* [CONSIGNE]
D'après l'extrait sur l'inflation en Allemagne, indiquez dans quelle proportion la récession a été plus faible en Allemagne que dans les États d'Europe du Sud.

──────── EXTRAIT ────────

La phobie allemande de l’inflation pourrait être contreproductive et mettre en danger la cohésion de la zone euro. Du fait de sa spécialisation industrielle et de sa moindre dépendance au tourisme, l’Allemagne a mieux traversé la crise sanitaire que les États d’Europe du Sud dont la France. La récession y a été deux fois plus faible. L’Allemagne sort de la crise avec une dette publique certes en augmentation mais inférieure de 20 à 60 points de PIB par rapport à celles des pays d’Europe du Sud. Pour maintenir ses recettes d’exportation, elle a besoin que les autres États membres de la zone euro renouent avec la croissance. Une hausse des taux d’intérêt au nom de la lutte contre l’inflation risque d’amener une croissance faible voire une nouvelle récession. En 2020, Angela Merkel a marqué l’attachement de l’Allemagne à la construction européenne, en proposant avec Emmanuel Macron un plan de relance financé par un emprunt communautaire. L’affectation des crédits non pas en fonction des PIB des différents États membres mais en fonction de critères économiques et sociaux constitue un précédent qui marque la primauté des intérêts collectifs de l’Union sur ceux des États membres. Le successeur d’Angela Merkel aura la difficile tâche de confirmer ou d’infirmer ce changement de cap. En 2020, le contexte économique facilitait l’adoption d’un plan de relance ; en 2021, la situation pourrait être tout autre si l’inflation dépasse durablement les 2 %. La position de l’Allemagne face à l’inflation pourrait être un débat des prochaines élections législatives prévues à l’automne.

Comment briser le cercle infernal du « low-cost » ?

──────── DONNÉES ────────

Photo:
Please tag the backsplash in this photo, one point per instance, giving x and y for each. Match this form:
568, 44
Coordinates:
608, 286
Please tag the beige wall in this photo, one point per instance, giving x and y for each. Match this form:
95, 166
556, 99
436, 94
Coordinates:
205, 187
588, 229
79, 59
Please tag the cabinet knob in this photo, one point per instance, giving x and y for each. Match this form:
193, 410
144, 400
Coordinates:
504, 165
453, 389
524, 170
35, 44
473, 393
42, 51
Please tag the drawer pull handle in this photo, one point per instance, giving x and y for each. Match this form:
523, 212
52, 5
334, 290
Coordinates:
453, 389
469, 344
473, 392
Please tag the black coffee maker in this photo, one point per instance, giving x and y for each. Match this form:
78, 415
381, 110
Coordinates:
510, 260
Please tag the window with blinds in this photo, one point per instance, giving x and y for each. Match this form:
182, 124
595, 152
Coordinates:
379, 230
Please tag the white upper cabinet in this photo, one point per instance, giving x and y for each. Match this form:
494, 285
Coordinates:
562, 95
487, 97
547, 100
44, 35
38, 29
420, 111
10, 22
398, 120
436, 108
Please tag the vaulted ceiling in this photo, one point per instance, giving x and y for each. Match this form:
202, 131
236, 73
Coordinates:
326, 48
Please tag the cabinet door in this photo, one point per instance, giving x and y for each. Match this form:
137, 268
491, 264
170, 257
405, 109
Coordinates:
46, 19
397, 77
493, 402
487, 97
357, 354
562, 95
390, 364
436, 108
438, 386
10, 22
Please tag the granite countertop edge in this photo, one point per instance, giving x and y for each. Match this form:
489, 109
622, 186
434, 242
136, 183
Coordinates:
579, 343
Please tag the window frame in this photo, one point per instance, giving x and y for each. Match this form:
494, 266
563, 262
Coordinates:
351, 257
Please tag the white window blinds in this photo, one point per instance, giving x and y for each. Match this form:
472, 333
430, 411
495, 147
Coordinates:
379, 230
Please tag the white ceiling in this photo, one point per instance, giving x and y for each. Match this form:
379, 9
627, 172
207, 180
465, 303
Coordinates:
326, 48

────────

* [RÉPONSE ATTENDUE]
La récession y a été deux fois plus faible.